### Your instructions
Lay out these records as a two-column CSV with the header request,answer and one row per record. Put the request text in the first column and its answer in the second, each as a single quoted field with line breaks replaced by spaces.

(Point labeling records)
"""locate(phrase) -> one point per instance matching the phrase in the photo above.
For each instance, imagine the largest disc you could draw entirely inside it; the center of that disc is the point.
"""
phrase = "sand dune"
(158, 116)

### Answer to this exercise
request,answer
"""""""locate(phrase) -> one point per instance matching the phrase in the photo above. For each instance, imagine the largest disc you could draw entirely inside it; the center of that disc is the point. """""" phrase = ""sand dune""","(158, 116)"